TEXT EXCERPT —
* start *
What’s your earliest memory?

At the age of five, sitting naked with my female cousins under a UV light to build up vitamin D. I was (and remain) baffled by the physical differences on display.

Who was your childhood hero?

It was, and is, David Attenborough.

What book last changed your thinking?

The Law and How it’s Broken by the Secret Barrister sharpened my disgust at hereditary privilege in British society.

Which political figure do you look up to?

Not, obviously, any of today’s party leaders. Nicolas Condorcet was the delegate for Paris in the National Assembly in 1791/92. He studied the mathematics of electoral systems and defined the metre to be one ten-millionth of the distance from the North Pole to the equator, setting up the first survey of Europe to do so. 

What would be your Mastermind specialist subject?

The life and works of Charles Darwin (the fact that I have plagiarised all his books would help).

In which time and place, other than your own, would you like to live?

London, in the summer of 1858; the year of the Darwin-Alfred Russel Wallace letter on natural selection (and, in homage to the present day, the time of the Great Stink from the filthy Thames, an event that paralysed parliamentary business).
* end *
MATERIAL SHOWN —
* start *
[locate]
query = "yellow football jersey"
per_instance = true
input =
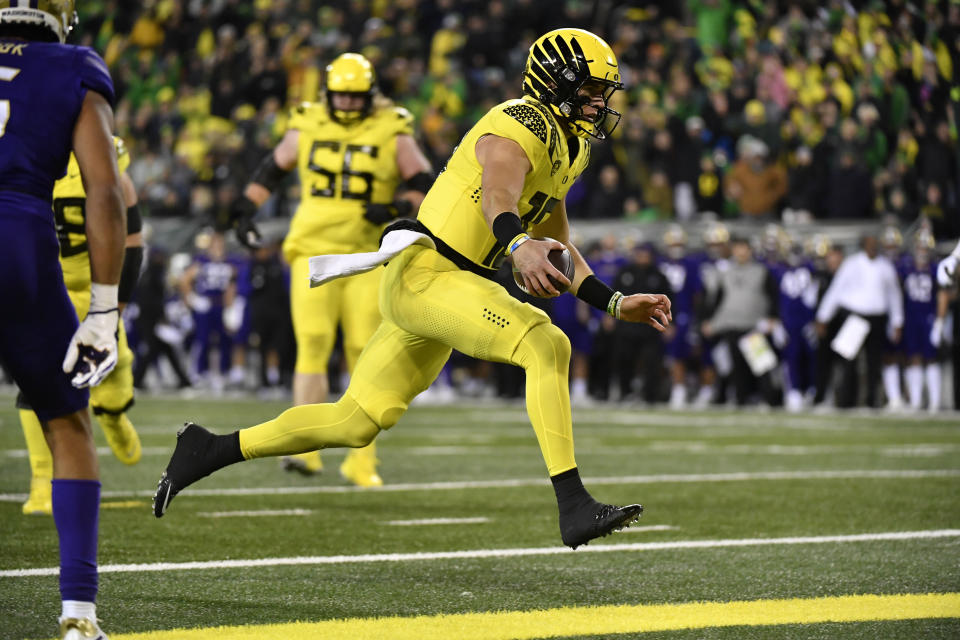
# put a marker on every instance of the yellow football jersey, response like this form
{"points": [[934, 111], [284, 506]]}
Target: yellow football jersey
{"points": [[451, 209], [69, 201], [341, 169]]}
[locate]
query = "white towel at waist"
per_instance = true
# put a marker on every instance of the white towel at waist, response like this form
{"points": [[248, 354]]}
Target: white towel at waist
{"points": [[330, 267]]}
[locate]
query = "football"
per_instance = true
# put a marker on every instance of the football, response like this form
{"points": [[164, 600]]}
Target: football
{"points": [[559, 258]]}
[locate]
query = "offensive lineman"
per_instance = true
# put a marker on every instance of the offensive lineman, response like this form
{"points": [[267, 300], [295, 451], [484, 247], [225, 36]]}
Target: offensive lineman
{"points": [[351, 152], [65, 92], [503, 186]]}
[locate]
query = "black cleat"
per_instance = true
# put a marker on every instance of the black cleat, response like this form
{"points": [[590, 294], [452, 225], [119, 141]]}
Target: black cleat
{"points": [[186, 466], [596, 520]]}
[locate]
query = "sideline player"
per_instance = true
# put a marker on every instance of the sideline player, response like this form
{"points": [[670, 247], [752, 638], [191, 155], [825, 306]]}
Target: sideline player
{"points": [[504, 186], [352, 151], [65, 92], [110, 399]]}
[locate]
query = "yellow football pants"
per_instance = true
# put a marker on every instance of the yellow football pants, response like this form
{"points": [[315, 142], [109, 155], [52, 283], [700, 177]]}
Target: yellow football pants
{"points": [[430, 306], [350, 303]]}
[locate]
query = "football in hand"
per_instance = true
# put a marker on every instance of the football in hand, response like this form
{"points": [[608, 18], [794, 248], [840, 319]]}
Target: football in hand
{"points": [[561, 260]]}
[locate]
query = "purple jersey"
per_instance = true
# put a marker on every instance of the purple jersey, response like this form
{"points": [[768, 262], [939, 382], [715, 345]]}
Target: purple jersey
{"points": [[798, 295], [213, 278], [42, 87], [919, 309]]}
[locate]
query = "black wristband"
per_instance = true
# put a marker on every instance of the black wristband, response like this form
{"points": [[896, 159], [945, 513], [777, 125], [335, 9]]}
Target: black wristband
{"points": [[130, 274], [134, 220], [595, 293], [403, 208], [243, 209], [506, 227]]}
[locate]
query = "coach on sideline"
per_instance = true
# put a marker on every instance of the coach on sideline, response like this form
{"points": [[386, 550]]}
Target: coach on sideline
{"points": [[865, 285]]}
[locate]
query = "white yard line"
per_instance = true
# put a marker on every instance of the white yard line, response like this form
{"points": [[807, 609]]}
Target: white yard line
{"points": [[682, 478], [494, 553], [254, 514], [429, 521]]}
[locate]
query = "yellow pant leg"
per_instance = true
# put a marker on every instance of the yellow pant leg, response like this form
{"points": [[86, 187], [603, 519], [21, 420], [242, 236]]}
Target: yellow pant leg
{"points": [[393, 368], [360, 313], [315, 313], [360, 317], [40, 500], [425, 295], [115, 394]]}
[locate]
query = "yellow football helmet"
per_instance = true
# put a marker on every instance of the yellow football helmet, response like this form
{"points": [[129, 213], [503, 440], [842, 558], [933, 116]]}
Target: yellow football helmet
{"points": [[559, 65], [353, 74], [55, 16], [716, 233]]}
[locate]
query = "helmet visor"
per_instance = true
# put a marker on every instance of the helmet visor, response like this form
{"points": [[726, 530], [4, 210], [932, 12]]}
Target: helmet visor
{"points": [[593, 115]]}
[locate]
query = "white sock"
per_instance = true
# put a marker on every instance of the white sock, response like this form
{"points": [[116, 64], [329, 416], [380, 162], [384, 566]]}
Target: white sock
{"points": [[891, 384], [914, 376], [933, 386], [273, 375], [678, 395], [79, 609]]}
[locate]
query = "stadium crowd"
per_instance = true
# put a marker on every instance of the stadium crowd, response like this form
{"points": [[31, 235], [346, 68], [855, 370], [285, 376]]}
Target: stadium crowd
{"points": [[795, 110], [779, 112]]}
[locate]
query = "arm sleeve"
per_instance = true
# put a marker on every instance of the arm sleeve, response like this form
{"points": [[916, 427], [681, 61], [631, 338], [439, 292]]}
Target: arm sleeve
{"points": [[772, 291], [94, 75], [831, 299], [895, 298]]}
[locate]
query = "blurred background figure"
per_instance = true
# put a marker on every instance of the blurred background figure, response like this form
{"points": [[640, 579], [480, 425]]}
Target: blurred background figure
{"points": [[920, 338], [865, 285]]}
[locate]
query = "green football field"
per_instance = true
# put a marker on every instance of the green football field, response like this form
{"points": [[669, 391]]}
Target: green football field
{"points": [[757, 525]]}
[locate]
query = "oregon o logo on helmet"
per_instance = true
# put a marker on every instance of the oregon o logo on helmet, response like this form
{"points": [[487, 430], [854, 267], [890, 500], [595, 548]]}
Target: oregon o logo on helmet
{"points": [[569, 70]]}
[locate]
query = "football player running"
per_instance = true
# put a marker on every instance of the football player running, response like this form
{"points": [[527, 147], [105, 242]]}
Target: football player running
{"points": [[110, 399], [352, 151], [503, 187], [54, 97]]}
* end *
* start *
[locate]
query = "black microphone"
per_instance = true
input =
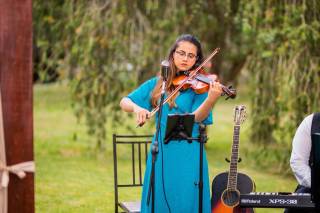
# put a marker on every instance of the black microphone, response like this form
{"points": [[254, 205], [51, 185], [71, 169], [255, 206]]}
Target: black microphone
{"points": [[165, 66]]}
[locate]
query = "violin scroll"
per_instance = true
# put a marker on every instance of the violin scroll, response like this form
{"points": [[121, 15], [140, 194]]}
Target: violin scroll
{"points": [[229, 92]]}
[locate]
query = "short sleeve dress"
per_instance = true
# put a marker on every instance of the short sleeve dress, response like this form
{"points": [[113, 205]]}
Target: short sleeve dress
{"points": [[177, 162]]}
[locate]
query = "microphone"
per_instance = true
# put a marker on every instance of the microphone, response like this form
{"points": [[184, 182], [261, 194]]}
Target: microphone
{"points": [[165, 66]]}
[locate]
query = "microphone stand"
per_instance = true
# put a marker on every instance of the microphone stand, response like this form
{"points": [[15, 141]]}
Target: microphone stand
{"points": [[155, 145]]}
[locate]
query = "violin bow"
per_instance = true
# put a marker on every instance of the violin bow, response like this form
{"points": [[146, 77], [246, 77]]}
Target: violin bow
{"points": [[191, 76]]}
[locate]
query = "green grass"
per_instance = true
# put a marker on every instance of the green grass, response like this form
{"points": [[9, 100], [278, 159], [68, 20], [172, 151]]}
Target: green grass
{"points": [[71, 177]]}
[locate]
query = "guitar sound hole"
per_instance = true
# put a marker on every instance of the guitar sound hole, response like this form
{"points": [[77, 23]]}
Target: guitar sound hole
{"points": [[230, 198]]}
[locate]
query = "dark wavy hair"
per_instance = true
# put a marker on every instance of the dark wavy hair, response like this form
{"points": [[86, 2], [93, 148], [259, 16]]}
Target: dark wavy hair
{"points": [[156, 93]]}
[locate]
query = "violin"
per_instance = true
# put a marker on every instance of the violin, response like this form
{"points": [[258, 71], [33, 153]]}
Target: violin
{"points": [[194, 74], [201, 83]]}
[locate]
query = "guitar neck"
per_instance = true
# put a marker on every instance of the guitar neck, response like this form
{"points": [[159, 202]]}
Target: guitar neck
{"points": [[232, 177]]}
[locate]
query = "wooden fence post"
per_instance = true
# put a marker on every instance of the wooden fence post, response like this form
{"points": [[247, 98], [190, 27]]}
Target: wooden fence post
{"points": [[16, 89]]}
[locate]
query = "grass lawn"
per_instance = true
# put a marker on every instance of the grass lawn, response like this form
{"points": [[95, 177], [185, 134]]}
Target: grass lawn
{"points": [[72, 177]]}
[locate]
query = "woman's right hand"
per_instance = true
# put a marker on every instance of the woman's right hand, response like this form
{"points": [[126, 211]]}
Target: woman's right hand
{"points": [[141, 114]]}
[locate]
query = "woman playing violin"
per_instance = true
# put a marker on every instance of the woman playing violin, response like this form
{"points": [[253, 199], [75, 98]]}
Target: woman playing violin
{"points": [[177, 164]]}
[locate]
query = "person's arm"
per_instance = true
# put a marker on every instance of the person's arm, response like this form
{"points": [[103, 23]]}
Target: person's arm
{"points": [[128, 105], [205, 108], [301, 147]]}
* end *
TO-DO LIST —
1. According to the interview, how did Nicolas Condorcet define the metre?
2. Pick out each line of the rows that contains the word "blurred".
The interview and the rows are independent of each other.

RESPONSES BY TASK —
1. As one ten-millionth of the distance from the North Pole to the equator.

2.
query = "blurred background figure"
# put a marker on every instance of the blurred background figure, response like this form
Target: blurred background figure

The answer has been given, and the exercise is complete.